What this task involves:
Rewrite the paragraph in the Seqera Platform monitoring page below that begins "Seqera Platform has built-in observability metrics" as a short bulleted list that keeps its main facts.

Article:
⁂

Skip to main content
Version: 25.3

Seqera Platform Monitoring

Enabling observability metrics

Seqera Platform has built-in observability metrics which can be enabled by adding prometheus to the MICRONAUT_ENVIRONMENTS environment variable. This exposes a Prometheus endpoint at /prometheus on the default listen port (e.g., http://localhost:8080/prometheus).

Combined with infrastructure monitoring tools such as Node Exporter, you can monitor relevant metrics across your deployment.


Key metrics to monitor

Seqera Platform-specific metrics

Data Studio metrics

MetricDescription
data_studio_startup_time_failure_seconds_sumTime for failed Data Studio startups
data_studio_startup_time_failure_seconds_countFailed Data Studio startup count

Track Data Studio startup performance to identify environment provisioning issues. Slow or failing startups impact user productivity.

Average startup time by tool:

sum by (tool) (increase(data_studio_startup_time_success_seconds_sum{app="backend", namespace="$namespace"}[$__rate_interval]))
/
sum by (tool) (increase(data_studio_startup_time_success_seconds_count{app="backend", namespace="$namespace"}[$__rate_interval]))

Failed startup rate:

rate(data_studio_startup_time_failure_seconds_count{namespace="$namespace"}[$__rate_interval])

Error tracking

MetricDescription
tower_logs_errors_10secCountErrors in last 10 seconds
tower_logs_errors_1minCountErrors in last minute
tower_logs_errors_5minCountErrors in last 5 minutes

Monitor application errors across different time windows. Rolling error counts help identify transient issues versus sustained problems.

Recent error counts:

tower_logs_errors_10secCount{namespace="$namespace"}
tower_logs_errors_1minCount{namespace="$namespace"}
tower_logs_errors_5minCount{namespace="$namespace"}

Log events by severity level:

rate(logback_events_total{namespace="$namespace"}[$__rate_interval])

Infrastructure resources

CPU usage

Monitor container CPU consumption against requested resources to identify capacity issues or inefficient resource allocation.

Backend CPU usage:

rate(container_cpu_usage_seconds_total{container="backend", namespace="$namespace"}[$__rate_interval])

Compare against requested resources to determine if the container is over or under-provisioned:

max(kube_pod_container_resource_requests{container="backend", namespace="$namespace", resource="cpu"})

Memory usage

Track working set memory, committed memory, and limits to prevent OOM conditions.

Backend memory working set shows actual memory in use:

container_memory_working_set_bytes{container="backend", namespace="$namespace"}

Memory requests and limits define the bounds for container memory allocation:

max(kube_pod_container_resource_requests{container="backend", namespace="$namespace", resource="memory"})
max(kube_pod_container_resource_limits{container="backend", namespace="$namespace", resource="memory"})

HTTP server requests

MetricDescription
http_server_requests_seconds_countTotal request count by method, status, and URI
http_server_requests_seconds_sumTotal request duration by method, status, and URI
http_server_requests_seconds_maxMaximum request duration
http_server_requests_seconds (quantiles)Request latency percentiles (p50, p95, p99, p999)

⁂

Extracted data:

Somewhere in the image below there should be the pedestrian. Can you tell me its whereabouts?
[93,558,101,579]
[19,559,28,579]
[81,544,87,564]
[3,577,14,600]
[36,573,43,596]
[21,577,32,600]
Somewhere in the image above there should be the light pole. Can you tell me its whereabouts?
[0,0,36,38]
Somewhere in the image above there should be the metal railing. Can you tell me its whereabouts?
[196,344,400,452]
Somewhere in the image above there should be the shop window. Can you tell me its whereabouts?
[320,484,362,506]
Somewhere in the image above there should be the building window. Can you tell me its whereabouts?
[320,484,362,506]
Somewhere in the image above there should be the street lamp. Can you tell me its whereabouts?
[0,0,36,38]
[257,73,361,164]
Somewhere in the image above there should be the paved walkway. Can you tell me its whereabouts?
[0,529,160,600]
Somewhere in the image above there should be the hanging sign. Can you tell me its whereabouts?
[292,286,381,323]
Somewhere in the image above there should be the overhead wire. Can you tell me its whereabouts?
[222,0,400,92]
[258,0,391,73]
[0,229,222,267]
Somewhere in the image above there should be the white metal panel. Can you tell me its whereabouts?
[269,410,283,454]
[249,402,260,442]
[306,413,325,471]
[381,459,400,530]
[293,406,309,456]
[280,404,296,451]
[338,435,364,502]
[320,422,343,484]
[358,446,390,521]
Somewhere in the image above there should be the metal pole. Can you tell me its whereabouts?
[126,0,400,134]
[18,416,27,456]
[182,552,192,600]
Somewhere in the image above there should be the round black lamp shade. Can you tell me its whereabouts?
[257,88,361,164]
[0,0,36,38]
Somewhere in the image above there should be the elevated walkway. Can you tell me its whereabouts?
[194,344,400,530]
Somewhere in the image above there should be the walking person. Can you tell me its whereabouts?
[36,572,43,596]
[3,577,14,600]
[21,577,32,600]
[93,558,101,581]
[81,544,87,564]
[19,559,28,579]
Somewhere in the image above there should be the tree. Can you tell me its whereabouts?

⁂

Exercise response:
- Seqera Platform has built-in observability metrics.
- To enable them, add prometheus to the MICRONAUT_ENVIRONMENTS environment variable.
- This exposes a Prometheus endpoint at /prometheus on the default listen port (e.g., http://localhost:8080/prometheus).